* BEGIN Dataset records *

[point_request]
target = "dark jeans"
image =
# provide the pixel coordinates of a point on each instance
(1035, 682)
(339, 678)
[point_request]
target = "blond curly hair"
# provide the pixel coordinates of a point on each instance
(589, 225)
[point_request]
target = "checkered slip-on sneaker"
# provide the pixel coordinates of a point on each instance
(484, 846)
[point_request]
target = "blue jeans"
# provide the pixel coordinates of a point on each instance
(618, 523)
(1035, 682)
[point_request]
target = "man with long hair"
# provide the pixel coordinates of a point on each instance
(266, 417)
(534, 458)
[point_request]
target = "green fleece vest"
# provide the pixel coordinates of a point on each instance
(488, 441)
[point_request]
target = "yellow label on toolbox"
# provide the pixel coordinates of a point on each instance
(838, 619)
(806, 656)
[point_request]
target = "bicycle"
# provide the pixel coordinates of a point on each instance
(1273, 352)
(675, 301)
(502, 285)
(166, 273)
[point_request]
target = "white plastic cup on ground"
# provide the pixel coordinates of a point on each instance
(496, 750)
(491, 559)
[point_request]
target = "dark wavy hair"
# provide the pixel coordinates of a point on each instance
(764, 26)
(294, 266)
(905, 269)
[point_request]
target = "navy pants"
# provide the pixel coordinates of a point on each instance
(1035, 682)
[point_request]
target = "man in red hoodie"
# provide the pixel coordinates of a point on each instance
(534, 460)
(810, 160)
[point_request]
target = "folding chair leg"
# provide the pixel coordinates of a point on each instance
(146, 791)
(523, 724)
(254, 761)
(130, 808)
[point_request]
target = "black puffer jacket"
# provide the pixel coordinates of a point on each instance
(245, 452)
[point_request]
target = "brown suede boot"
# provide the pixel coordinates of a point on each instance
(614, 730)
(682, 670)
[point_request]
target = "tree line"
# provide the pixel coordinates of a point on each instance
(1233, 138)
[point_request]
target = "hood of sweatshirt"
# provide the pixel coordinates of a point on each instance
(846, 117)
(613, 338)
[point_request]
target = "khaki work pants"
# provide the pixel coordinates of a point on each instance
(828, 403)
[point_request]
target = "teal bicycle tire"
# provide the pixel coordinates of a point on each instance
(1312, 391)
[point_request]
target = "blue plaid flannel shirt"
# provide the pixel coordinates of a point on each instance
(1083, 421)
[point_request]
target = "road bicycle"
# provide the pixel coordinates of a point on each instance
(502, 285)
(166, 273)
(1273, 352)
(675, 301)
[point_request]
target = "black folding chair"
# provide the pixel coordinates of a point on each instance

* END Dataset records *

_Exercise_
Repeat every line of the records above exactly.

_Solution_
[point_request]
target = "dark jeans"
image =
# provide the pixel coordinates of a point on each instance
(1035, 682)
(339, 678)
[point_request]
target = "blond curly hair"
# provide the pixel coordinates of a point on each instance
(589, 225)
[point_request]
target = "checkered slip-on sneaker"
# provide the pixel coordinates of a point on each instance
(484, 846)
[point_request]
target = "blue jeans"
# provide the pixel coordinates of a point on each instance
(618, 523)
(1035, 682)
[point_request]
target = "man with long hair"
# provide the pixel coordinates of a point on each instance
(266, 417)
(534, 458)
[point_request]
target = "green fleece vest"
# provide the pixel coordinates of a point on each instance
(488, 441)
[point_request]
target = "yellow label on toolbox"
# provide the pixel coordinates of a point on each instance
(838, 619)
(806, 656)
[point_request]
target = "bicycle"
# provide the pixel coordinates of a point on each instance
(1273, 352)
(675, 301)
(502, 285)
(166, 273)
[point_request]
target = "white plastic cup on ground"
# provide the pixel coordinates of a point on each instance
(496, 750)
(491, 559)
[point_request]
target = "dark wavy hair"
# provide the pixel coordinates of a point on each instance
(764, 26)
(294, 266)
(905, 269)
[point_request]
target = "navy pants"
# provide the pixel coordinates of a point on each instance
(1035, 682)
[point_request]
target = "man in red hoodie"
# provide the pixel coordinates of a point on each instance
(534, 460)
(810, 160)
[point_request]
target = "folding chair leg"
# provide the pixel coordinates of a point on each instance
(146, 791)
(523, 724)
(254, 761)
(130, 808)
[point_request]
target = "black puffer jacket"
# provide the pixel coordinates of a point on each instance
(245, 452)
[point_request]
target = "brown suede boot"
# provide the pixel coordinates of a point on each instance
(614, 730)
(682, 670)
[point_request]
target = "tree line"
# provide the pixel coordinates of a point on each instance
(1233, 138)
[point_request]
target = "hood of sweatshirt"
# provide the pixel coordinates of a point on each instance
(846, 117)
(613, 338)
[point_request]
target = "khaki work pants"
# provide the pixel coordinates of a point on each instance
(828, 403)
[point_request]
target = "teal bicycle tire"
# provide the pixel coordinates of a point on each instance
(1312, 391)
[point_request]
target = "blue plaid flannel shirt"
# provide the pixel coordinates of a point on each instance
(1083, 421)
[point_request]
target = "road bicycle"
# provide the pixel coordinates of a point on each instance
(502, 285)
(166, 273)
(1273, 352)
(675, 301)
[point_request]
target = "black folding chair"
# provide the pixel coordinates of a point on each instance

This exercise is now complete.